— Work instructions —
1. Reproduce the passage of the biography of M Iqbal Arslan between "M Iqbal Arslan is" and "in biochemistry later.", inclusive.
2. List every position that the biography of M Iqbal Arslan says he has held.
3. Write the next part of the biography of M Iqbal Arslan, starting after its final sentence.

— Selected excerpt —
--- START ---

= M Iqbal Arslan =

Bangladeshi physician

M Iqbal Arslan is a Bangladeshi physician and academic. He is the incumbent president of Swadhinata Chikitshak Parishad (SWACHIP), an organisation of pro-Awami League doctors of Bangladesh. He is the former dean of the Faculty of Basic Science and Paraclinical Science at Bangabandhu Sheikh Mujib Medical University (BSMMU).

== Education ==
Arslan passed MBBS from Dhaka Medical College. He completed a M.Phil in biochemistry later.

== Academic career ==
Arslan joined BSMMU and served as chairman of the Department of Biochemistry. In 2010, Arslan was elected dean of the Faculty of Basic Science and Paraclinical Science.

--- END ---

— Records in a dataset —
--- START ---

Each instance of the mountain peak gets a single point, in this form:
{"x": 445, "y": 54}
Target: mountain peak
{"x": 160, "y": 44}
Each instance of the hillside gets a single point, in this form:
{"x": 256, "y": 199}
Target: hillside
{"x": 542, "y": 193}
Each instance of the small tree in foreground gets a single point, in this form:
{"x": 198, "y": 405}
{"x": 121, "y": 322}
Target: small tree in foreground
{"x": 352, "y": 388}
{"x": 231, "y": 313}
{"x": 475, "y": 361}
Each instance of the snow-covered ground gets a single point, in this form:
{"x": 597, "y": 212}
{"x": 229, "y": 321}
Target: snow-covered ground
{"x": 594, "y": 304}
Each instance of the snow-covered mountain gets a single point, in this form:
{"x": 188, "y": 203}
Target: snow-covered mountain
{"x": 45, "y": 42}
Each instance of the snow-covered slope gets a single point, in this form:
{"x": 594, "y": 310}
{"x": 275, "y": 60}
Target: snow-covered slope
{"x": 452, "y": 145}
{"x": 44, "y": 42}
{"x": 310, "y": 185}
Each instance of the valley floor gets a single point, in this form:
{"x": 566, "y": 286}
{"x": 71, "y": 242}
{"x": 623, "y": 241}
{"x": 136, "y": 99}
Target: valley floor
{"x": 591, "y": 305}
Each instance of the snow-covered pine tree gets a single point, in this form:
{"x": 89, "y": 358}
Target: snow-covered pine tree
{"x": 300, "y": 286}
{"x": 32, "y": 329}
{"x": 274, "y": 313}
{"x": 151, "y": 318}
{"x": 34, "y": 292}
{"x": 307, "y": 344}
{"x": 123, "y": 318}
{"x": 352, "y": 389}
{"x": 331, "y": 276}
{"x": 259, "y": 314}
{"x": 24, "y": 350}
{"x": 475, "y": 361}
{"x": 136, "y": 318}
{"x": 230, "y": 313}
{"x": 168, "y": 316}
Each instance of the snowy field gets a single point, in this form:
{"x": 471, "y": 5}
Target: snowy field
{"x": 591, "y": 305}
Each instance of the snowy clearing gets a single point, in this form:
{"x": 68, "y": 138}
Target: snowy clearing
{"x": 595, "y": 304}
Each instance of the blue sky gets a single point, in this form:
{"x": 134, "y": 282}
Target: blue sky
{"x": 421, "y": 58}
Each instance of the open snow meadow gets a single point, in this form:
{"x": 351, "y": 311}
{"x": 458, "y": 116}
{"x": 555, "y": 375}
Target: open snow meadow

--- END ---

— Per-task answers —
1.
M Iqbal Arslan is a Bangladeshi physician and academic. He is the incumbent president of Swadhinata Chikitshak Parishad (SWACHIP), an organisation of pro-Awami League doctors of Bangladesh. He is the former dean of the Faculty of Basic Science and Paraclinical Science at Bangabandhu Sheikh Mujib Medical University (BSMMU).

== Education ==
Arslan passed MBBS from Dhaka Medical College. He completed a M.Phil in biochemistry later.

2.
- President of Swadhinata Chikitshak Parishad (SWACHIP)
- Dean of the Faculty of Basic Science and Paraclinical Science at Bangabandhu Sheikh Mujib Medical University (BSMMU)
- Chairman of the Department of Biochemistry at BSMMU

3.
== Organisational affiliation ==
Arslan was elected as general secretary of SWACHIP in 2003. He was elected as president of the same organisation in 2015. Arslan was elected general secretary of Bangladesh Medical Association in 2012. Arslan was also elected as member of Dhaka University senate in 2018. Arslan is also a member of the executive committee of the Bangladesh Medical & Dental Council, the regulatory authority for doctors of Bangladesh.

Arslan is appointed as member of the National Technical Advisory Committee of COVID-19 management in Bangladesh.